PROBLEMS —
1: From the microscope optics text, echo everything from "DETAILED DESCRIPTION OF" down to "microscope's arm 10.".
2: Answer these questions from the microscope optics text.
(a) What attaches the high power video camera 19 to the high power lens train tube 17?
(b) Where is the video image sent by the video cable?
(c) What on the base of the beam splitter housing 13 is inserted into the recess 71 in the microscope's arm 10?

SOURCE —
──────────

DETAILED DESCRIPTION OF THE PREFERRED EMBODIMENTS
[0020] The preferred embodiment of this optical system for
enhancing the image from a microscope's high power objective lens
is illustrated in FIGS. 1 and 4. The preferred embodiment consists
of a high power video camera 19, for the high power image, attached
to a high power lens train tube 17. Said high power video camera
19, which is attached to the high power lens train tube 17 by
attachment screw 69, produces a video image which is transferred
via a video cable to the high power video monitor 5. The high power
lens train tube 17 is attached to the beam splitter housing 13. The
beam splitter housing 13 is attached to a conventional microscope's
arm 10 by inserting a key located on the base of the beam splitter
housing 13, into the existing recess 71 in the microscope's arm 10.

──────────

(Pointing and labeling entries)

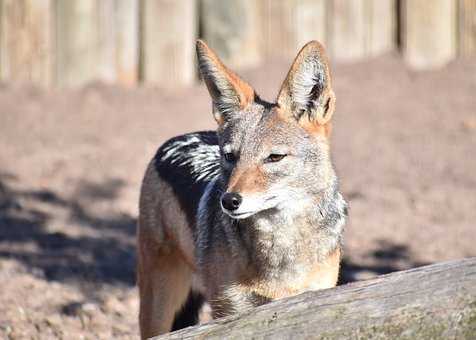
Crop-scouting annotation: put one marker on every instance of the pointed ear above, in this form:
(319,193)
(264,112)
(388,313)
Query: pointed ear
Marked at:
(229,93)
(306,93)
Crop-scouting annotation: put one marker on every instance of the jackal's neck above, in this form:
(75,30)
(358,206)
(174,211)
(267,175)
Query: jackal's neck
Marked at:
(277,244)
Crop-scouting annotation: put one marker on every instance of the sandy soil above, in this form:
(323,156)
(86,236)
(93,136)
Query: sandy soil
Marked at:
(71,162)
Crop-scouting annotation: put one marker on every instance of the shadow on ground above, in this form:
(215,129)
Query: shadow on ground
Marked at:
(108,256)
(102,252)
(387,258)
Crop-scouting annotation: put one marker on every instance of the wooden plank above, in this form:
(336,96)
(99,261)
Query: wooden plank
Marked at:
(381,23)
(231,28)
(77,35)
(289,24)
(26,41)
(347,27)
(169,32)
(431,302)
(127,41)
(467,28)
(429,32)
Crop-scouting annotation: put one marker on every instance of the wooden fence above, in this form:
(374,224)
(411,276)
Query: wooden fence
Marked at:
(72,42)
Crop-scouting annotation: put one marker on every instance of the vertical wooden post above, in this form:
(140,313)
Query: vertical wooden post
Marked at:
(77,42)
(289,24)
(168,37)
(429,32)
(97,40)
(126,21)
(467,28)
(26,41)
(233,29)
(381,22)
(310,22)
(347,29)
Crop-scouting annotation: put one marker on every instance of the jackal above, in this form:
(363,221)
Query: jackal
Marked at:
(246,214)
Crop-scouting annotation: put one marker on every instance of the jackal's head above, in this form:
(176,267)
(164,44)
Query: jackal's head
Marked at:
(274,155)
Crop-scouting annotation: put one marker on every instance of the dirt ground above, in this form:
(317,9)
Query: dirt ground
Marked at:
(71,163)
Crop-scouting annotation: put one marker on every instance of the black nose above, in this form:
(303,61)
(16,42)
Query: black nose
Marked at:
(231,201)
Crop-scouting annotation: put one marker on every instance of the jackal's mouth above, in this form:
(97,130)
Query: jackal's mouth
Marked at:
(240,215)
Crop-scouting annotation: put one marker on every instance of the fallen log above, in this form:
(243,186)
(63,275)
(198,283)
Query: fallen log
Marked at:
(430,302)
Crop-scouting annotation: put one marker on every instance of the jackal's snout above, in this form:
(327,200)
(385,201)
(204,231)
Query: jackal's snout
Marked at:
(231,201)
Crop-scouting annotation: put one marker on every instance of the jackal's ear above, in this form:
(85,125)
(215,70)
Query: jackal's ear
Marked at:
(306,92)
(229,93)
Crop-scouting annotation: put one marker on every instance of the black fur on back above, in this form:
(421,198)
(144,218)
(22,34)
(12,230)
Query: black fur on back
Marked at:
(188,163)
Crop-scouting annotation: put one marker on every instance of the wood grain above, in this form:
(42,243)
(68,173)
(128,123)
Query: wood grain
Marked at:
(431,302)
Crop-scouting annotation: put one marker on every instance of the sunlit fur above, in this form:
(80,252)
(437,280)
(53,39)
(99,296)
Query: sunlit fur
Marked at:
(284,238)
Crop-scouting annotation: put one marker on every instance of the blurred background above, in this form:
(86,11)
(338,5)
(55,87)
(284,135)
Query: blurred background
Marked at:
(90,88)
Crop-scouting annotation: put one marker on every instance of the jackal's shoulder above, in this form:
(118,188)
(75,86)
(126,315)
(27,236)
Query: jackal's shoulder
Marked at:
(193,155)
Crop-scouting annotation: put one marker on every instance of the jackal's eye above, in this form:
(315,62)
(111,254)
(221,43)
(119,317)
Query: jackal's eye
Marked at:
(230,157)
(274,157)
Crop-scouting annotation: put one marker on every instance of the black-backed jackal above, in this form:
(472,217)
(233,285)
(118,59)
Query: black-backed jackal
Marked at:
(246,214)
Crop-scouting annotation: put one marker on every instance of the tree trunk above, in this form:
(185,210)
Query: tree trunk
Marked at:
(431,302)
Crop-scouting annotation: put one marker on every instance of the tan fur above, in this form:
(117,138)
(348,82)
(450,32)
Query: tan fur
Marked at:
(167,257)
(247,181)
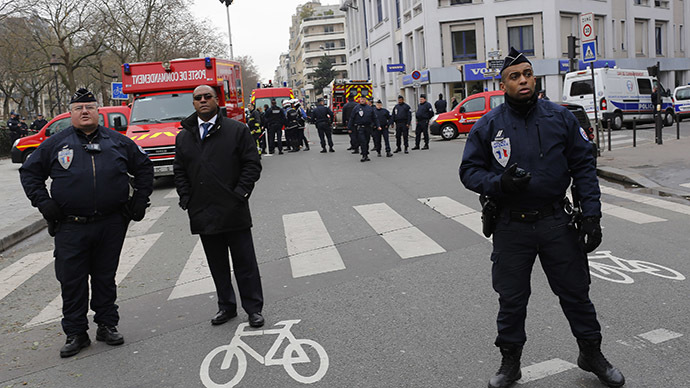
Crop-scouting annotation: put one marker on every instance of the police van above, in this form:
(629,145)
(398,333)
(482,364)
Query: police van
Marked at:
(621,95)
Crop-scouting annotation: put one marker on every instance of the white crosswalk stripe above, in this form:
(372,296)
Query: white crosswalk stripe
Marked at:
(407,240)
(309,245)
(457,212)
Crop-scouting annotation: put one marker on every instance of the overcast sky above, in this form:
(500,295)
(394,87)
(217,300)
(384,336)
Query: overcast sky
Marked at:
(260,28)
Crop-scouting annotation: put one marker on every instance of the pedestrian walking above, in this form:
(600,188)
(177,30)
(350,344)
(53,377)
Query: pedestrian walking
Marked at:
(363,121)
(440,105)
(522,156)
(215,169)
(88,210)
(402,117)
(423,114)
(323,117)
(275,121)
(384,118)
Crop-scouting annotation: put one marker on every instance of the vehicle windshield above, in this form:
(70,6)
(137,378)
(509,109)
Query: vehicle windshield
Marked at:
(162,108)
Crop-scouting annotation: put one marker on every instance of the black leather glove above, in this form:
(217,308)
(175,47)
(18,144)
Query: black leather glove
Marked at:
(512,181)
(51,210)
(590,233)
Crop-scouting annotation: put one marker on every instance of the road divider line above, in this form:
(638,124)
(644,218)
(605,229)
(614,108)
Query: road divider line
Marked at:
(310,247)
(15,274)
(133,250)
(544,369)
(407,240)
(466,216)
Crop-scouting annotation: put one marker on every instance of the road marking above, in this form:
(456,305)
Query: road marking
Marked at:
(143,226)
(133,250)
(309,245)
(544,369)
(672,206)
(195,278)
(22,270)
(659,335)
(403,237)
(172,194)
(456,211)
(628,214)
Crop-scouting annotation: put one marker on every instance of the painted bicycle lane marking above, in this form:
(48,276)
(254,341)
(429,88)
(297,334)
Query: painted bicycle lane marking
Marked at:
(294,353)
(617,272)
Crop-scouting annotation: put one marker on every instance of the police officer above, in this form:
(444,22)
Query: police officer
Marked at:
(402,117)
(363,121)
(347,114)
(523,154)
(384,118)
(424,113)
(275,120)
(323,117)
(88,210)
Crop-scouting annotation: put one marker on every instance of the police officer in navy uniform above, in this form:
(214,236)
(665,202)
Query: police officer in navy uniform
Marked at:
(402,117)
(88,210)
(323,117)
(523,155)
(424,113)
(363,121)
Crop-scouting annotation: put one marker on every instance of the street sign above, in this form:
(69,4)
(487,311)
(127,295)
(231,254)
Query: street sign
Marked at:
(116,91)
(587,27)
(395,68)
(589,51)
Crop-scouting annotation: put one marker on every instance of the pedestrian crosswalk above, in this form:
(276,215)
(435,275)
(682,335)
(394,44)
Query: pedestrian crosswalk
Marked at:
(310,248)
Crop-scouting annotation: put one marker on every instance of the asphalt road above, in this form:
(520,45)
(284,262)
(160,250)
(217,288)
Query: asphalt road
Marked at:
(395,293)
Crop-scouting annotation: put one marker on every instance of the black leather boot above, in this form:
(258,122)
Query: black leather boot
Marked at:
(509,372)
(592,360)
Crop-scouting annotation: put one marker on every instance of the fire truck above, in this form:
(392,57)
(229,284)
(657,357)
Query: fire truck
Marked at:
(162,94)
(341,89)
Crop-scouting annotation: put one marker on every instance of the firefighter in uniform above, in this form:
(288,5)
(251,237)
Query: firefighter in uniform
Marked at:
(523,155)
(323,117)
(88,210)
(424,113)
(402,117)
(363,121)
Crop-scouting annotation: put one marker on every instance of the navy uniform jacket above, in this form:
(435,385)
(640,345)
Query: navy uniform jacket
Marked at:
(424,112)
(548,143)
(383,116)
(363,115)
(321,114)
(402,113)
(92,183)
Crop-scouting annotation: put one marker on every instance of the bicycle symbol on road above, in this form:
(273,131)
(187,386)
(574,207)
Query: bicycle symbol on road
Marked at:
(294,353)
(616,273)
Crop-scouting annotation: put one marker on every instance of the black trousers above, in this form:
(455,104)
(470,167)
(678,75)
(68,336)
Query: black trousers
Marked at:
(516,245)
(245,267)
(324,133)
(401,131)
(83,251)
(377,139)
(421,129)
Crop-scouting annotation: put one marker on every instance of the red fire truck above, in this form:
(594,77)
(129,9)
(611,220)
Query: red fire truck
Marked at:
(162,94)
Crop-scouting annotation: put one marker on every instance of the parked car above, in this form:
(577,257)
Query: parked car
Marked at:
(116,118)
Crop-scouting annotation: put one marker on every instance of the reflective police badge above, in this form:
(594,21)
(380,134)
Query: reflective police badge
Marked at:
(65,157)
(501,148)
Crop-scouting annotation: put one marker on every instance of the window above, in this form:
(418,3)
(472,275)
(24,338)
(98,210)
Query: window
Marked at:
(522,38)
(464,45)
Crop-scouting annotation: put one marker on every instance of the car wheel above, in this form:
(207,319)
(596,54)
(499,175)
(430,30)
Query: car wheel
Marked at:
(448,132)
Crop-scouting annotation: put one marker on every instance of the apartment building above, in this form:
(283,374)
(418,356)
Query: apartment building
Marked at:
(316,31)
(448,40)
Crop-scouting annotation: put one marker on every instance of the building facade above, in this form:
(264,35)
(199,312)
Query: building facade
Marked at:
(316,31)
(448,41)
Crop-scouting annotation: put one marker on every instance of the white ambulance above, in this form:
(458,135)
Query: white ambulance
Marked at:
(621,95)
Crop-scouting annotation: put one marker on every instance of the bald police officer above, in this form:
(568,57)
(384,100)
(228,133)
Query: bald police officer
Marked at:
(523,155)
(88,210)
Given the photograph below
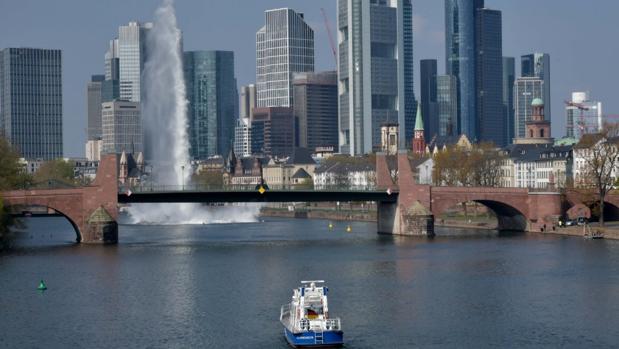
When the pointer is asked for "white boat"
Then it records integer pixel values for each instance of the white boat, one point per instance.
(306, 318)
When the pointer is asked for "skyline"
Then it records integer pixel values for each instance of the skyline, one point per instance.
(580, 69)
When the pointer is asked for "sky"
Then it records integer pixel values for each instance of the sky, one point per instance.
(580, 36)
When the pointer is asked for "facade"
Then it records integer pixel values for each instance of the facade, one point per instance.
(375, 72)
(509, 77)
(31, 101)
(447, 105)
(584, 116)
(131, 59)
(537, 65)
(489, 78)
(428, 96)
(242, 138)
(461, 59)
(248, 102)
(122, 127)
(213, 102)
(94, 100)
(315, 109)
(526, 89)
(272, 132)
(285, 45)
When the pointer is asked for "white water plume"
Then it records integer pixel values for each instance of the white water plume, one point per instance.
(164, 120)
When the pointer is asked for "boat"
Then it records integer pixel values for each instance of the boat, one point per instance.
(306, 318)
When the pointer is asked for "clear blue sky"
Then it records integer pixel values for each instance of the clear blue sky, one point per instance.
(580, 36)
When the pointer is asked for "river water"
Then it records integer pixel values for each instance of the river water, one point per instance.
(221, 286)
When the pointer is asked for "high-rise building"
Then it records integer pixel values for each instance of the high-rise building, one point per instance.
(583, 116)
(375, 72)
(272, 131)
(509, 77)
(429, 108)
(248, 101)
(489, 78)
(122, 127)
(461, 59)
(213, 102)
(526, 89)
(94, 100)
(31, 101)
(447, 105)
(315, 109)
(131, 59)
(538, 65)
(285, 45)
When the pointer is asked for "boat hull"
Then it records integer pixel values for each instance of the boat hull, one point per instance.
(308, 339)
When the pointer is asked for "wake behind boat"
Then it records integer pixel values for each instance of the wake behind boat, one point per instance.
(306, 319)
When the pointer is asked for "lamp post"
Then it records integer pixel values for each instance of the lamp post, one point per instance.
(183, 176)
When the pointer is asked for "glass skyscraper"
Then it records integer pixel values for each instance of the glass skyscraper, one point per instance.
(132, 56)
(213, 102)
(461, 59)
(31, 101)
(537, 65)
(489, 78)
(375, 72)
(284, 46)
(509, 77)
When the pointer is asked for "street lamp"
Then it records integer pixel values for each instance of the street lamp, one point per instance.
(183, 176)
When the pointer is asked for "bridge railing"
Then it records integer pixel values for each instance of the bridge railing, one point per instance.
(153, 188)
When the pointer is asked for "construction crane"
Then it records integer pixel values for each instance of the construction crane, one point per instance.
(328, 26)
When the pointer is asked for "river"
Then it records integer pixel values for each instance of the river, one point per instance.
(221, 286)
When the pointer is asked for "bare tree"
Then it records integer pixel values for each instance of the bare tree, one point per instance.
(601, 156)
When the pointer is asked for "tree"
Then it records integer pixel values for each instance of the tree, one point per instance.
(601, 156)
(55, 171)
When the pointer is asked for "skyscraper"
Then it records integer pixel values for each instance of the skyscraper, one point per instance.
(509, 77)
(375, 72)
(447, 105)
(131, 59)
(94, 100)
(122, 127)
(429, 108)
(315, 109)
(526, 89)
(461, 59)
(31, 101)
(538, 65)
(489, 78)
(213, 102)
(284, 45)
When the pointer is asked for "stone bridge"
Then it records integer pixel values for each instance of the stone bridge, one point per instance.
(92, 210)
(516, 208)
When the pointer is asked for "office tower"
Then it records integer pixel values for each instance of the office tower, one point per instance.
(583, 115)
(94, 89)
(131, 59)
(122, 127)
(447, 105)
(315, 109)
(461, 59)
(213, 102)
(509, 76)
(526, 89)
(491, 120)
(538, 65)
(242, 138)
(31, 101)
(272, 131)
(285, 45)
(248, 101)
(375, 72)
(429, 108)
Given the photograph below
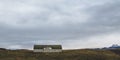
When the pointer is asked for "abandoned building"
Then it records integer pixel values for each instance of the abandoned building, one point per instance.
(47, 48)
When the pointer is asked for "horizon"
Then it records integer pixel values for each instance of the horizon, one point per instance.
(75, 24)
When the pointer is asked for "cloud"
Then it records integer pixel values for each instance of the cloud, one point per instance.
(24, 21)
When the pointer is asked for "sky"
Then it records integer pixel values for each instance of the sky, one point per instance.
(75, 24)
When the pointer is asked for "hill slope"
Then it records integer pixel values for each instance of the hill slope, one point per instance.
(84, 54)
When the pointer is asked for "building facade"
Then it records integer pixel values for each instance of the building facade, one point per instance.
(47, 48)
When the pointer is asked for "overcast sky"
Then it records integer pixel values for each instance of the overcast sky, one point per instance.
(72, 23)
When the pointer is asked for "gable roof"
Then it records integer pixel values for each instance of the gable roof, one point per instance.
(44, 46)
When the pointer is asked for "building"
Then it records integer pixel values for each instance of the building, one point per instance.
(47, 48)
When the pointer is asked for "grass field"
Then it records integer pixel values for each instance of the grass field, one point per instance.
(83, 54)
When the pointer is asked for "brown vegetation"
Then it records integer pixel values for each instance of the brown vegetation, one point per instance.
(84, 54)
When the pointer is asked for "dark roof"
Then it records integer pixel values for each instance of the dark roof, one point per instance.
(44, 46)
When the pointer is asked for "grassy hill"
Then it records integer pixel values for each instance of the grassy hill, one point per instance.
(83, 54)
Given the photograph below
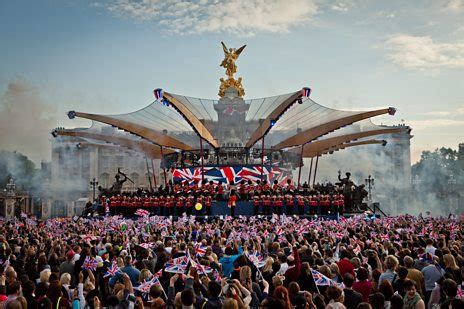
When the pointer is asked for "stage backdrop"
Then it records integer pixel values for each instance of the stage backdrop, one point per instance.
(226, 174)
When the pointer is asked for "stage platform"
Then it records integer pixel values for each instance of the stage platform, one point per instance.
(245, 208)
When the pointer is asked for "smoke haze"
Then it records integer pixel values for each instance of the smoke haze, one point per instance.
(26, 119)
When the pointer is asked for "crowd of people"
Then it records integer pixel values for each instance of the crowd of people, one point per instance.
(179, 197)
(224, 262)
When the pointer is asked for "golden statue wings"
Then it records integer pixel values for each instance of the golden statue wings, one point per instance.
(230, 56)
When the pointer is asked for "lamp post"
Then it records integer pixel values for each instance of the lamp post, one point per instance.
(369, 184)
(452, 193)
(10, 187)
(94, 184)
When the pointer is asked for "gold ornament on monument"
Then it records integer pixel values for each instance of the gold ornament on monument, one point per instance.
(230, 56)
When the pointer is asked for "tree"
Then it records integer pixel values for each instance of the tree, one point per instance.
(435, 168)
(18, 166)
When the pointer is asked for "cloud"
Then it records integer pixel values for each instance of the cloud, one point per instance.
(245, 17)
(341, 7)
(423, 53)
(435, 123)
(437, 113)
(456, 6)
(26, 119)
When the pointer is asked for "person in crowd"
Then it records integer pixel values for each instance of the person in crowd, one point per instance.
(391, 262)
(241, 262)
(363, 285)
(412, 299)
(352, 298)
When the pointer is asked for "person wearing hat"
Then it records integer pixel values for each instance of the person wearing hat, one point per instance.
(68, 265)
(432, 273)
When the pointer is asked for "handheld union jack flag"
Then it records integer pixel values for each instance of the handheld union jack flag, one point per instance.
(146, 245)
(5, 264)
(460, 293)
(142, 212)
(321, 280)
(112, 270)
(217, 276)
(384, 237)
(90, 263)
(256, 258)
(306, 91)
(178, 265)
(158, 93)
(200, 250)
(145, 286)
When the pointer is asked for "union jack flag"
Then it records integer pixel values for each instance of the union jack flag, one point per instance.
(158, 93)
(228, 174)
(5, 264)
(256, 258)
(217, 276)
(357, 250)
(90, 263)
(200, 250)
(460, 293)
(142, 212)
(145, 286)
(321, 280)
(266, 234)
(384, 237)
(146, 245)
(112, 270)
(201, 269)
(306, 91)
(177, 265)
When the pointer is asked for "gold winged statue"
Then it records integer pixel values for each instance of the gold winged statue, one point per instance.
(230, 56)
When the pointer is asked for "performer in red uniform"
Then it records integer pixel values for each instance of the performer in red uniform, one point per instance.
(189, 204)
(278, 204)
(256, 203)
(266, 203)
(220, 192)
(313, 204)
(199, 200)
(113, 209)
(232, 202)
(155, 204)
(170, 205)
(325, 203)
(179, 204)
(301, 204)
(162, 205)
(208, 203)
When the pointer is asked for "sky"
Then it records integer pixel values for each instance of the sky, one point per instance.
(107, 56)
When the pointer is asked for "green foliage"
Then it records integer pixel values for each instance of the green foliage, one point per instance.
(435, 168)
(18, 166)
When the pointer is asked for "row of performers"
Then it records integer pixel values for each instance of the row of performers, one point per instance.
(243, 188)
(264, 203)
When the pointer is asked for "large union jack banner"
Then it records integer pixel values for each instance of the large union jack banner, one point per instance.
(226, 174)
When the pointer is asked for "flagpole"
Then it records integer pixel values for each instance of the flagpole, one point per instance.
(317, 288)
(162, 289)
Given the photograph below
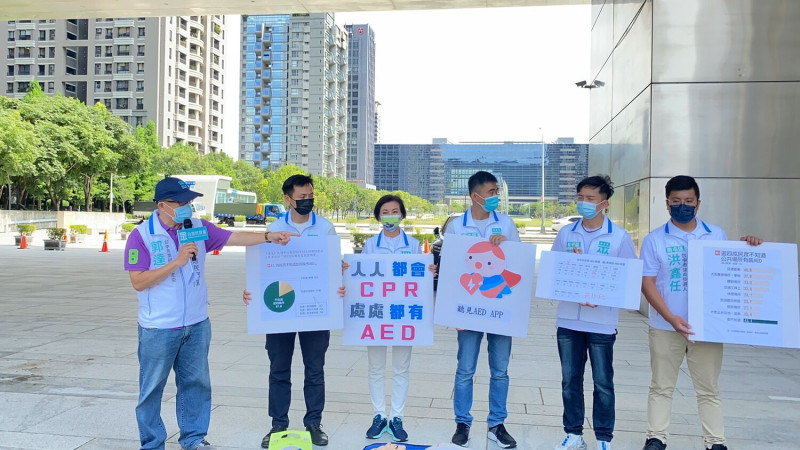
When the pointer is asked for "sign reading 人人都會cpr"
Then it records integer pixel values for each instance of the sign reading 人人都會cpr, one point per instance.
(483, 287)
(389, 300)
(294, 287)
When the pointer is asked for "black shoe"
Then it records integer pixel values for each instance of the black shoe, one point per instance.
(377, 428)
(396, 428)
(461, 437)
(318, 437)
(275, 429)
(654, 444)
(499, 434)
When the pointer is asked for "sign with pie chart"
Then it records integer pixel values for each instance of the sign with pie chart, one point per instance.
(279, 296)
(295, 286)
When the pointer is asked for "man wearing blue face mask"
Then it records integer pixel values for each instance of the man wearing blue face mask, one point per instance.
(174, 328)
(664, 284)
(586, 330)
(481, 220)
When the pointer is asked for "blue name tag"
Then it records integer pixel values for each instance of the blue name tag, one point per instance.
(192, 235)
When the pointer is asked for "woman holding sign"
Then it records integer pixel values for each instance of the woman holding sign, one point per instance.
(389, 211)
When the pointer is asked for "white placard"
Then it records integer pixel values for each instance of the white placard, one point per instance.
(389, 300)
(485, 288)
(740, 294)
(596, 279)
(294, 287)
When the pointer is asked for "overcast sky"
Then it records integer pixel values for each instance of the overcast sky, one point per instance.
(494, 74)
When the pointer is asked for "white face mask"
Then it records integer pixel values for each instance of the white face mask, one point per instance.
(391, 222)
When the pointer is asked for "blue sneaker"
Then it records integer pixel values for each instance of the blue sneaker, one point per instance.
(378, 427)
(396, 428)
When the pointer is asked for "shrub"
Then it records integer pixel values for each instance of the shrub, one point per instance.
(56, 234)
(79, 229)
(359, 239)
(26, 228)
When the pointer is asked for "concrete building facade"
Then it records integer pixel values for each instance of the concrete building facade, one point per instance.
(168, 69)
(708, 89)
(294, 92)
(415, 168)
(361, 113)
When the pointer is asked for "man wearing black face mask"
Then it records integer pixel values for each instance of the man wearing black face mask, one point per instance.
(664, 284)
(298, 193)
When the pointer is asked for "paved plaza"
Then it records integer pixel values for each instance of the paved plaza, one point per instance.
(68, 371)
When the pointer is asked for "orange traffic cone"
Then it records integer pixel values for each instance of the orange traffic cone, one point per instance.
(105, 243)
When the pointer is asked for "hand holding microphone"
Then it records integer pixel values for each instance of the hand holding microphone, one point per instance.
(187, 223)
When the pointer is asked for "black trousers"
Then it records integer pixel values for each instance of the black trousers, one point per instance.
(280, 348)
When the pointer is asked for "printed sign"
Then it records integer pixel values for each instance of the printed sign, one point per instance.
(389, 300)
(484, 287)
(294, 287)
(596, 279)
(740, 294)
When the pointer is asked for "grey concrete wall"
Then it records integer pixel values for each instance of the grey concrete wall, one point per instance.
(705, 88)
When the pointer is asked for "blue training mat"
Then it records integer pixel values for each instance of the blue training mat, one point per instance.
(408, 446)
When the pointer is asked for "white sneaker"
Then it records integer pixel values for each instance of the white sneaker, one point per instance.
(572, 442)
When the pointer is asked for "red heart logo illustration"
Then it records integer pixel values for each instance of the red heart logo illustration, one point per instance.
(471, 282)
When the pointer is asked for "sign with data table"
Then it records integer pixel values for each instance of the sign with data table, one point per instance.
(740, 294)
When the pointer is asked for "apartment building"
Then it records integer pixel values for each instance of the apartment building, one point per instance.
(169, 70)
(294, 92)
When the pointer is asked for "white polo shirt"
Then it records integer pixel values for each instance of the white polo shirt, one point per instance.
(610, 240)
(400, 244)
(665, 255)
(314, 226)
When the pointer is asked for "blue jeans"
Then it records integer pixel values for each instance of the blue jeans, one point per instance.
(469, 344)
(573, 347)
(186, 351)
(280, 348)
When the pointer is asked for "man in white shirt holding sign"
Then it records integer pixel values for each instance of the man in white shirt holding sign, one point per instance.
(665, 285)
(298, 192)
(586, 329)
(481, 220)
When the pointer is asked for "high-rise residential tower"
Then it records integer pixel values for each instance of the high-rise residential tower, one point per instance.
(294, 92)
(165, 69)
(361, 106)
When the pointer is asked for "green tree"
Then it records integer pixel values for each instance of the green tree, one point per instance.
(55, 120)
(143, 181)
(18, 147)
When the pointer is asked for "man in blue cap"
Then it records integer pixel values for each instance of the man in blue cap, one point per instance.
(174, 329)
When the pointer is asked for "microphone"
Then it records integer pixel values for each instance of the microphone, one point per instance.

──────────

SOLUTIONS BY TASK —
1:
DETAILED DESCRIPTION OF THE PREFERRED EMBODIMENTS
[0020] The preferred embodiment of this optical system for
enhancing the image from a microscope's high power objective lens
is illustrated in FIGS. 1 and 4. The preferred embodiment consists
of a high power video camera 19, for the high power image, attached
to a high power lens train tube 17. Said high power video camera
19, which is attached to the high power lens train tube 17 by
attachment screw 69, produces a video image which is transferred
via a video cable to the high power video monitor 5. The high power
lens train tube 17 is attached to the beam splitter housing 13. The
beam splitter housing 13 is attached to a conventional microscope's
arm 10 by inserting a key located on the base of the beam splitter
housing 13, into the existing recess 71 in the microscope's arm 10.

2:
(a) Attachment screw 69.
(b) To the high power video monitor 5.
(c) A key.